» SUPPLIED RECORDS:

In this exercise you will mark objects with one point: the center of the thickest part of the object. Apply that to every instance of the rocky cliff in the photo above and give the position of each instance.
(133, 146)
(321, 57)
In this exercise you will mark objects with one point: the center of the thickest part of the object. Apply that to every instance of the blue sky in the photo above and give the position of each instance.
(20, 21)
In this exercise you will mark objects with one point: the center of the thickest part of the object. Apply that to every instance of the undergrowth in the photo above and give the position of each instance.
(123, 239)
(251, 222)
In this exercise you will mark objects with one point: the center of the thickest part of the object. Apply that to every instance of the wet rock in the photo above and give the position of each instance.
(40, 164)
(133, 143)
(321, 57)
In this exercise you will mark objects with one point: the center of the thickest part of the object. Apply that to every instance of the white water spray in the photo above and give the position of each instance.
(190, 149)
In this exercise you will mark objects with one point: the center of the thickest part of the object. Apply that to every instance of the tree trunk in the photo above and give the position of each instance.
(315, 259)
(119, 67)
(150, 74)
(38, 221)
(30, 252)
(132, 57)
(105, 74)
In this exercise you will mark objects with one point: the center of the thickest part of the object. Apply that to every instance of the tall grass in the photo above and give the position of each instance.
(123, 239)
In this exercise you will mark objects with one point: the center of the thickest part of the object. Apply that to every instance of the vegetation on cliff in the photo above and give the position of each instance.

» TASK BRIEF:
The material must be repeated in full, with every line exact.

» SOLUTION TO THIS PROBLEM:
In this exercise you will mark objects with one point: the center of the thickest part of the object. Apply that to every instance of the rocky cliff in the photo above and give the position of each instance.
(133, 146)
(321, 57)
In this exercise you will mark objects with one point: the center of the thickest part of the object. Apply that to every instance of the blue sky in the photo above and give the position of each instance.
(20, 21)
In this exercise you will mark objects with one point: the center of the thickest part of the object. Apply that to every instance of the undergrowth in the photo above and give the position of each instance.
(123, 239)
(251, 222)
In this exercise you will mark objects with one point: the center of the thickest part of the object. Apply that to every instance of the wet rock in the photo above and give the position of each instance.
(40, 164)
(133, 143)
(321, 57)
In this exercise you will mark objects with one point: the center of the thickest part of the object. Apply that to every instance of the white water spray in the photo above and give the position of each instance.
(190, 149)
In this exercise you will mark objects with one point: the center of the thickest part of the object. Apply that to every instance of the tree trunk in the photo above and give the position of each instance.
(315, 259)
(119, 67)
(150, 74)
(38, 221)
(30, 252)
(132, 57)
(105, 74)
In this exercise you will mark objects with one point: the center of the thickest part of the object. Apply that to every instance of the tall grass in the photo above and give the position of each instance.
(123, 239)
In this exercise you will mark objects with one point: the center of the thickest part of the object. Apply that to every instance of the vegetation on cliff in the photo above and give the position of each instance.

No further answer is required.